_ARBEITSANWEISUNG_
Tippe bitte aus dem Text über Moskau und die Tataren den Abschnitt von „Wer weiß heute“ bis einschließlich „niedergeschlagen wurden ?!“ buchstabengetreu ab.

----- TEXTAUSSCHNITT -----

Wer weiß heute noch, dass Moskau und das Zarentum dadurch aufstiegen, dass die Fürsten von Moskau als Steuereintreiber der Tataren die anderen Russen unterdrückten?! Und dies vor allem in der Anfangszeit mit fortwährender militärischer Hilfe durch die Tataren! Das Moskau die russischen Staaten von Twer und Rjasan nur mithilfe mongolischer Truppen besiegte ?! Das die Aufstände der Russen gegen die Goldene Horde im 14 Jahrhundert von den Tataren mit Hilfe der Truppen aus Moskau niedergeschlagen wurden ?!

Dass es mit der Republik Nowgorod im Norden eigentlich ein anderes Russland gab, womit Russland, hätte sich dieser russische Staat durchgesetzt einen komplett anderen Weg gegangen wäre ?

Das schlussendlich also das Fürstentum Moskau überspitzt gesagt sich als Verräter an den Russen und Kollaborateur der Tataren durchsetzte! Und das erst dadurch Moskau die Position erlangte, in welcher es mit der "Sammlung der russischen Erde" began. Um sich dann erst auch gegen seine tatarischen Oberherren zu wenden.

Das besondere Abhängigkeitsverhältnis zum Herrscher ist eines, welcher in der mongolisch-tatarischen Tradition wurzelt, welche von Moskau als Knecht der Goldenen Horde übernommen, und dann erst den anderen Russen aufoktroyiert wurde, und dies mit erheblicher Gewalt und gegen den Widerstand der anderen russischen Staaten.

----- BEREITGESTELLTE DATEN -----

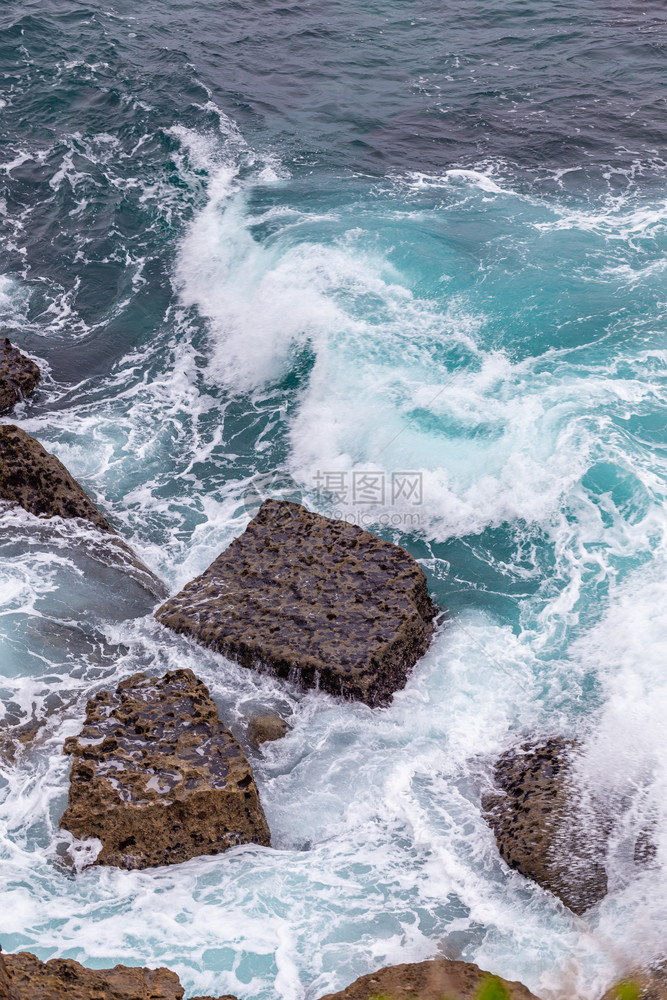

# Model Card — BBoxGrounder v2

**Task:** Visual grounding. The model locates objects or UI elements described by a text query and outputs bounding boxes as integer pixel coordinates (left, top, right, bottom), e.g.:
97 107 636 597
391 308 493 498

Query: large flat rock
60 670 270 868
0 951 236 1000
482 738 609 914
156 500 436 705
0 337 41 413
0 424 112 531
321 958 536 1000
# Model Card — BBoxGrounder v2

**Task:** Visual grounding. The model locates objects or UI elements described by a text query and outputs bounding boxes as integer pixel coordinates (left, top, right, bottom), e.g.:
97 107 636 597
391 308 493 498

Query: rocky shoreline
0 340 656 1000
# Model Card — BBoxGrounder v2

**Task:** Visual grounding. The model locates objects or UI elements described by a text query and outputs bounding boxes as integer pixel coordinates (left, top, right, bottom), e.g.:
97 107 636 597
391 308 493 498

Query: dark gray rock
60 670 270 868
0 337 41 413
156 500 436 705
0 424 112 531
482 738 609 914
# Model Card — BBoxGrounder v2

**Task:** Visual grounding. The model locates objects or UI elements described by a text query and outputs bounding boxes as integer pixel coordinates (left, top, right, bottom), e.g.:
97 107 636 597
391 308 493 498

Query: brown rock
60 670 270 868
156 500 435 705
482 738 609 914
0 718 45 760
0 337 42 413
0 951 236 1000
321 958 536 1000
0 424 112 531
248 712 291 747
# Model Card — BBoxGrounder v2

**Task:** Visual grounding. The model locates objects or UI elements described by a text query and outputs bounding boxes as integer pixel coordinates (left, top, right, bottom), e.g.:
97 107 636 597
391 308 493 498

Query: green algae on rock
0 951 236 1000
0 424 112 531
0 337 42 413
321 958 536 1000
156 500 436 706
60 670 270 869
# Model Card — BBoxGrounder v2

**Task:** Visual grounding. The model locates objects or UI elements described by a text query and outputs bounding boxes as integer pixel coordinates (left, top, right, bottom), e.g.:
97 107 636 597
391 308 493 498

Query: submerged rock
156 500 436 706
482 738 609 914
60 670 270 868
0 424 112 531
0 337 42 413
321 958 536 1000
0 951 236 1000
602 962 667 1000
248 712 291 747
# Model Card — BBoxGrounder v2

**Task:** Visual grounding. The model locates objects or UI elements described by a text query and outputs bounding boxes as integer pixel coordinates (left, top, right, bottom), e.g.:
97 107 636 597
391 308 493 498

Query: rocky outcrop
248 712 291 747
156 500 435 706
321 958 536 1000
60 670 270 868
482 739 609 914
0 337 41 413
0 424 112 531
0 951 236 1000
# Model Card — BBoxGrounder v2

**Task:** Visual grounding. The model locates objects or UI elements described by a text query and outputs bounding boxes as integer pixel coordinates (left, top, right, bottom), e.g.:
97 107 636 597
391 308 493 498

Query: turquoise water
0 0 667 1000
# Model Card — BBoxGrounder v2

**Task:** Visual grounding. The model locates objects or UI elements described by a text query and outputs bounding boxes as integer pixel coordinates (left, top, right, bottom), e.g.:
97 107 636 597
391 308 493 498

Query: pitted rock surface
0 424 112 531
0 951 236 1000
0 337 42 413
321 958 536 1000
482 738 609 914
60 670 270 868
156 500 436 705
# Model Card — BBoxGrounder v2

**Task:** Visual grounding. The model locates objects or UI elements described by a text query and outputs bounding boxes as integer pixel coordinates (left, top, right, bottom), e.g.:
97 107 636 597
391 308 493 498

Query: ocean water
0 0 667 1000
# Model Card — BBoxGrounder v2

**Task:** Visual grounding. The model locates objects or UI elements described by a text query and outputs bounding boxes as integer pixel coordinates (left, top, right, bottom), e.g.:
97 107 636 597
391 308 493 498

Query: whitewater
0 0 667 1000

-----
----- BEREITGESTELLTE DATEN -----

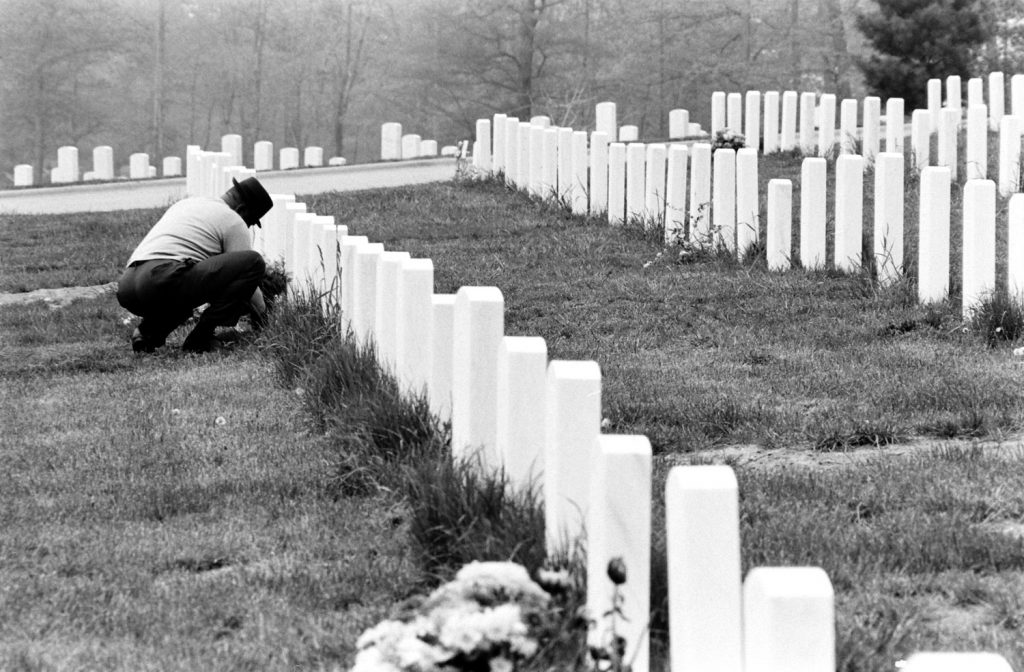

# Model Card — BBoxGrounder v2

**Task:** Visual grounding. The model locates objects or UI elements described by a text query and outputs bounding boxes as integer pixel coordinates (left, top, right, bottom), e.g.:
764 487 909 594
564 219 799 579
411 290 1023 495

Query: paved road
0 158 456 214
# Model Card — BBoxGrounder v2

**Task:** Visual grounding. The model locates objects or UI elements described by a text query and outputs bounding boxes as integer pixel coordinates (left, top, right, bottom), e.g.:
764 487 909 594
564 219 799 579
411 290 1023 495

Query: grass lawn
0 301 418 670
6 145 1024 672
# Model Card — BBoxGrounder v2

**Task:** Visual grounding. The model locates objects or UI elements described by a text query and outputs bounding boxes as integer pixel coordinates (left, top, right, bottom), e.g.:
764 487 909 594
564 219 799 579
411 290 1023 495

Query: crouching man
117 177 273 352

-----

_LÖSUNG_
Wer weiß heute noch, dass Moskau und das Zarentum dadurch aufstiegen, dass die Fürsten von Moskau als Steuereintreiber der Tataren die anderen Russen unterdrückten?! Und dies vor allem in der Anfangszeit mit fortwährender militärischer Hilfe durch die Tataren! Das Moskau die russischen Staaten von Twer und Rjasan nur mithilfe mongolischer Truppen besiegte ?! Das die Aufstände der Russen gegen die Goldene Horde im 14 Jahrhundert von den Tataren mit Hilfe der Truppen aus Moskau niedergeschlagen wurden ?!